◆ EXERCISE BRIEF ◆
Arrange the listing as a numbered list, starting with its first line and going on through the line with "(27, 69), (35, 86)", with blank lines dropped. Leave the pictures out of your answer.

◆ DATA EXTRACT ◆
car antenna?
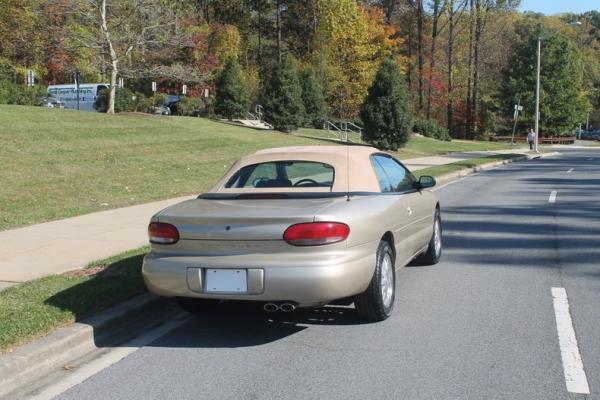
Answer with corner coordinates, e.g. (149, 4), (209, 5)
(346, 142), (350, 201)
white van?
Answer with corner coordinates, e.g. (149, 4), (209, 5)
(48, 83), (110, 111)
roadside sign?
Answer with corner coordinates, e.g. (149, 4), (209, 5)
(27, 69), (35, 86)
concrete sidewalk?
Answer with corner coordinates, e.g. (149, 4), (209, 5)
(0, 197), (190, 289)
(0, 148), (527, 289)
(402, 147), (529, 171)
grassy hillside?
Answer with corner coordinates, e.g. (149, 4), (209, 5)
(0, 106), (510, 230)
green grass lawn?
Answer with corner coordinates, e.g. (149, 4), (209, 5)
(0, 247), (148, 353)
(415, 154), (523, 177)
(0, 106), (506, 230)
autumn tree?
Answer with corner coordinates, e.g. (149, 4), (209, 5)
(73, 0), (180, 114)
(313, 0), (400, 119)
(261, 56), (304, 132)
(215, 57), (248, 121)
(360, 59), (413, 150)
(503, 24), (589, 134)
(300, 68), (327, 128)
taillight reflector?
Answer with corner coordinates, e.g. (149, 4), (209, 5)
(148, 222), (179, 244)
(283, 222), (350, 246)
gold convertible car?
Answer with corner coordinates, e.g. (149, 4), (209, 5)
(143, 145), (442, 321)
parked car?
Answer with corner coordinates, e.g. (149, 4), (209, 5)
(142, 146), (442, 321)
(579, 129), (600, 140)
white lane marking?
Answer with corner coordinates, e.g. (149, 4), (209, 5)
(25, 317), (191, 400)
(552, 288), (590, 394)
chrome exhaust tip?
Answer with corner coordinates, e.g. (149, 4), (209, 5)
(279, 303), (296, 312)
(263, 303), (280, 312)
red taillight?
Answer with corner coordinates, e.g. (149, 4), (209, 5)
(148, 222), (179, 244)
(283, 222), (350, 246)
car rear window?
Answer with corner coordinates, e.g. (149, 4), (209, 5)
(225, 160), (335, 188)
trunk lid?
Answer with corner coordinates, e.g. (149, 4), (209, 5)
(157, 198), (345, 241)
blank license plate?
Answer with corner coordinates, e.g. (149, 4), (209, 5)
(205, 269), (248, 293)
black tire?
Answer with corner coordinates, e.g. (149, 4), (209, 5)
(416, 209), (442, 265)
(354, 240), (396, 322)
(175, 297), (219, 314)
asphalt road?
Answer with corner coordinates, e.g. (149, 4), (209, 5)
(58, 150), (600, 400)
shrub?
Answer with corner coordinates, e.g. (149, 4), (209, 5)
(413, 118), (452, 142)
(300, 68), (327, 128)
(360, 59), (413, 150)
(262, 56), (304, 132)
(94, 88), (135, 112)
(215, 57), (248, 121)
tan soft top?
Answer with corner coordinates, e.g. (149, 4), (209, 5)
(209, 145), (390, 193)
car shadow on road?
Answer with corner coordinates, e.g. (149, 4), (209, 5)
(148, 301), (365, 348)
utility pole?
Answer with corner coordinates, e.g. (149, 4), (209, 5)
(585, 112), (590, 131)
(75, 71), (81, 110)
(510, 99), (523, 145)
(534, 37), (542, 153)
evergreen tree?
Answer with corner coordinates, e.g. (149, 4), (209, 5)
(300, 68), (327, 128)
(262, 57), (304, 132)
(215, 57), (248, 121)
(501, 24), (589, 135)
(360, 59), (413, 150)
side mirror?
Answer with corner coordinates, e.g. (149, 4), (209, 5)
(419, 175), (436, 189)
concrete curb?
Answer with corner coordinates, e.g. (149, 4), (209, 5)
(428, 151), (560, 185)
(0, 293), (175, 399)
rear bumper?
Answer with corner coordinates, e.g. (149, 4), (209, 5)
(142, 243), (377, 306)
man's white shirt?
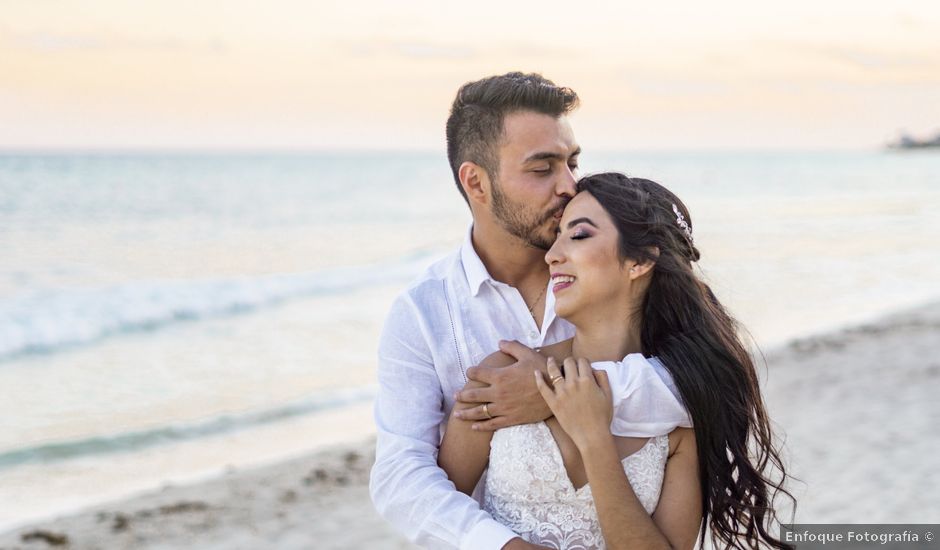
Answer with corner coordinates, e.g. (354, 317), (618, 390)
(370, 227), (690, 550)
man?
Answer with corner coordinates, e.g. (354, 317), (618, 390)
(370, 73), (688, 550)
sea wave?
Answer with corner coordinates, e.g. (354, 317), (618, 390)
(0, 250), (440, 362)
(0, 386), (376, 470)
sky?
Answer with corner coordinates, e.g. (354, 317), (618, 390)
(0, 0), (940, 151)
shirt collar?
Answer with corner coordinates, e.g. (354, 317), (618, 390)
(460, 224), (493, 297)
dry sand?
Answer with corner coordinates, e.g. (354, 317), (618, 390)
(0, 303), (940, 549)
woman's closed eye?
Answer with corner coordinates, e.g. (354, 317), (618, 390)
(571, 229), (591, 241)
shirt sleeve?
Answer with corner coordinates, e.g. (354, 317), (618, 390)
(591, 353), (692, 437)
(369, 295), (518, 550)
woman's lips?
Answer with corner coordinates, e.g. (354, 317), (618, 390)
(552, 275), (574, 293)
(552, 282), (574, 294)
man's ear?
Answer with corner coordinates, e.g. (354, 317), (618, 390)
(457, 161), (490, 209)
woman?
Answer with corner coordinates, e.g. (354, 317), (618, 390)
(439, 173), (792, 548)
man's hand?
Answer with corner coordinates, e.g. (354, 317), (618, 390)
(454, 341), (552, 431)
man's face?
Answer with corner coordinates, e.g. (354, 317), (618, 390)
(492, 111), (581, 250)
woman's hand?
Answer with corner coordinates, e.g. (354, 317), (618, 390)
(535, 357), (614, 449)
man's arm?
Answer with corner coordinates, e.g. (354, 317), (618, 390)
(457, 342), (692, 437)
(369, 296), (521, 550)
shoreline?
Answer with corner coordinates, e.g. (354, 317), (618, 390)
(0, 301), (940, 550)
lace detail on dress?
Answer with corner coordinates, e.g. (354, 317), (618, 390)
(483, 422), (669, 550)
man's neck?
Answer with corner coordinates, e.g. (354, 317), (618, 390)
(471, 223), (548, 288)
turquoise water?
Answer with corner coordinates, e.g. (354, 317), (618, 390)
(0, 152), (940, 532)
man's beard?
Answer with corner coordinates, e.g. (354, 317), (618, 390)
(493, 178), (564, 250)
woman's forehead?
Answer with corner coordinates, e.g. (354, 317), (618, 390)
(561, 191), (609, 223)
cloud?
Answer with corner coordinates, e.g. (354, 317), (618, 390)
(0, 31), (228, 53)
(345, 40), (477, 59)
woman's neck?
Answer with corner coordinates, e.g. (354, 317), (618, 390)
(571, 316), (643, 363)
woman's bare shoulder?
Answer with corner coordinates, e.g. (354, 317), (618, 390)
(669, 428), (697, 456)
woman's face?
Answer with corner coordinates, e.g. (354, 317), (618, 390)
(545, 192), (632, 324)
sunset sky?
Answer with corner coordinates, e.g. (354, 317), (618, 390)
(0, 0), (940, 150)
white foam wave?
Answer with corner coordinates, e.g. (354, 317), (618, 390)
(0, 253), (433, 361)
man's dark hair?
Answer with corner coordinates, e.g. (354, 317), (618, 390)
(447, 72), (578, 204)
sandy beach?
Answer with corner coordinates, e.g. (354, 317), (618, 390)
(0, 303), (940, 549)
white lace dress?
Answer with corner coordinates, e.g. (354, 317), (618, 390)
(483, 422), (669, 550)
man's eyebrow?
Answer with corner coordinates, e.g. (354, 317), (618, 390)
(523, 147), (581, 162)
(568, 218), (597, 229)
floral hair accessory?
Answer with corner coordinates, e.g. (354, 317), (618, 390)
(672, 203), (695, 243)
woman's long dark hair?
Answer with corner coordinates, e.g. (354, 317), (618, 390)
(578, 173), (793, 548)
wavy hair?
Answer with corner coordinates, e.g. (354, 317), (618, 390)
(578, 173), (795, 548)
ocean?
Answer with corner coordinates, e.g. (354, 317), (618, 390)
(0, 151), (940, 527)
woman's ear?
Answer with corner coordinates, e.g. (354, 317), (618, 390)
(630, 246), (659, 281)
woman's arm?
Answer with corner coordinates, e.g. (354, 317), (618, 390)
(437, 351), (515, 495)
(536, 358), (702, 550)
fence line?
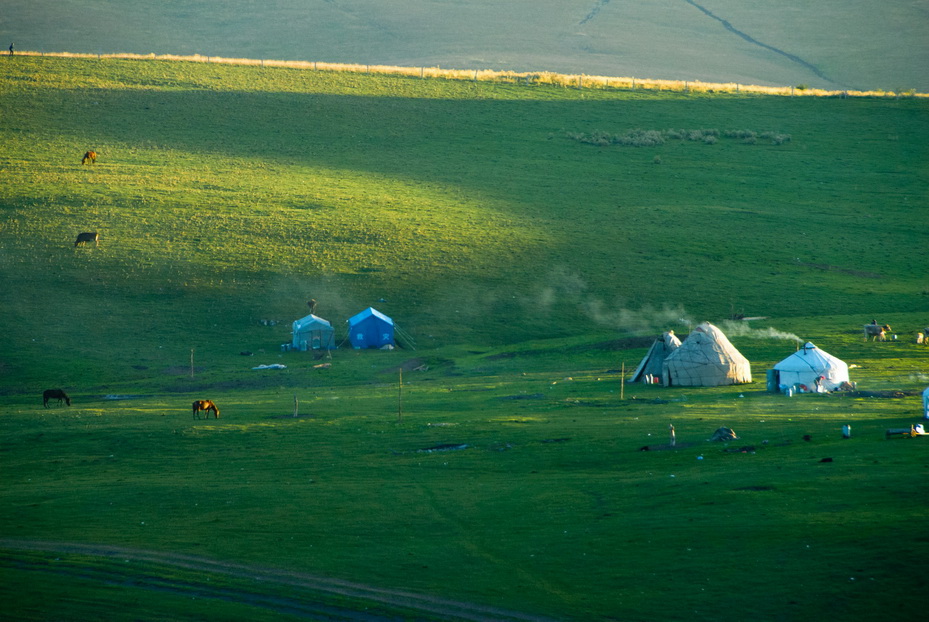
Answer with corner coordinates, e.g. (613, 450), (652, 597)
(16, 51), (929, 98)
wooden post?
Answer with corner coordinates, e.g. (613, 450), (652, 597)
(619, 361), (626, 400)
(397, 367), (403, 421)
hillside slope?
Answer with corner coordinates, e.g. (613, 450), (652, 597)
(0, 57), (929, 390)
(0, 0), (929, 91)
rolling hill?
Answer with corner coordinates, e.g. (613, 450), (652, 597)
(0, 52), (929, 622)
(0, 0), (929, 91)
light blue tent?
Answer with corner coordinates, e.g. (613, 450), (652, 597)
(348, 307), (394, 348)
(291, 313), (335, 351)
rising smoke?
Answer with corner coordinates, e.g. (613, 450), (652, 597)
(719, 320), (803, 343)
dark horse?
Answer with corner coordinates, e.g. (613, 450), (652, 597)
(42, 389), (71, 408)
(194, 400), (219, 419)
(74, 231), (100, 246)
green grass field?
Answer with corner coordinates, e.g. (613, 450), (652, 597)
(0, 57), (929, 620)
(0, 0), (929, 91)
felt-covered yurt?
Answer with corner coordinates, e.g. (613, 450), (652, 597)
(290, 313), (335, 351)
(768, 341), (849, 392)
(629, 330), (681, 382)
(661, 322), (752, 387)
(348, 307), (394, 349)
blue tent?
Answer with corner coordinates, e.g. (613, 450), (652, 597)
(348, 307), (394, 348)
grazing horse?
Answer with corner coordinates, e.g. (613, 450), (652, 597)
(42, 389), (71, 408)
(864, 324), (891, 341)
(74, 231), (100, 246)
(194, 400), (219, 419)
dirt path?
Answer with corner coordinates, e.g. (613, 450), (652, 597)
(0, 538), (552, 622)
(684, 0), (836, 84)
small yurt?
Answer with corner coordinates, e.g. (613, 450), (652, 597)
(661, 322), (752, 387)
(348, 307), (394, 349)
(290, 313), (335, 352)
(629, 330), (681, 382)
(768, 341), (849, 392)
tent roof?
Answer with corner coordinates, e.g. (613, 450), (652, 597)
(629, 330), (681, 382)
(348, 307), (394, 326)
(662, 322), (752, 386)
(294, 313), (332, 331)
(774, 341), (848, 372)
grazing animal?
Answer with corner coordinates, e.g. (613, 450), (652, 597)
(42, 389), (71, 408)
(864, 322), (892, 341)
(74, 231), (100, 246)
(194, 400), (219, 419)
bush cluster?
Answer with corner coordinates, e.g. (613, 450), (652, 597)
(567, 129), (790, 147)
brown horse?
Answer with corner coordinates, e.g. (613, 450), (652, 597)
(194, 400), (219, 419)
(42, 389), (71, 408)
(74, 231), (100, 246)
(864, 323), (892, 341)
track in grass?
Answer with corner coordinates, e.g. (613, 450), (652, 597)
(0, 539), (547, 622)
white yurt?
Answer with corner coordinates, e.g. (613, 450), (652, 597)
(661, 322), (752, 387)
(290, 313), (335, 352)
(768, 341), (849, 391)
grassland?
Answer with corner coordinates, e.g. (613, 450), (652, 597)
(0, 0), (929, 91)
(0, 57), (929, 620)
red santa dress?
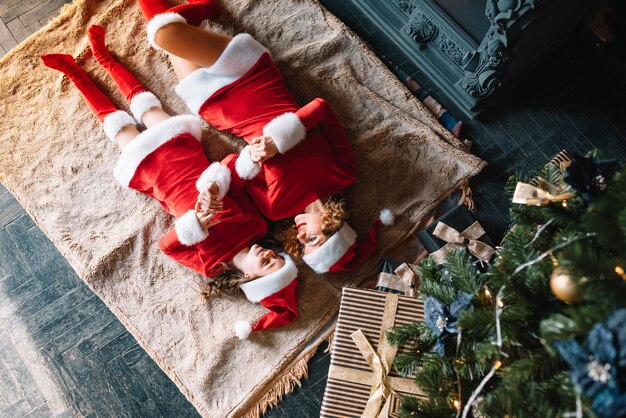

◆ SOLUTION TO THE PROBLEM ◆
1. car antenna?
2. Answer with corner coordinates, e.g. (149, 4), (209, 5)
3. (346, 142), (350, 201)
4. white van?
5. Answer with corner coordinates, e.g. (149, 4), (209, 5)
6. (48, 83), (110, 111)
7. roadside sign?
8. Answer with corner coordinates, e.g. (149, 4), (209, 5)
9. (27, 69), (35, 86)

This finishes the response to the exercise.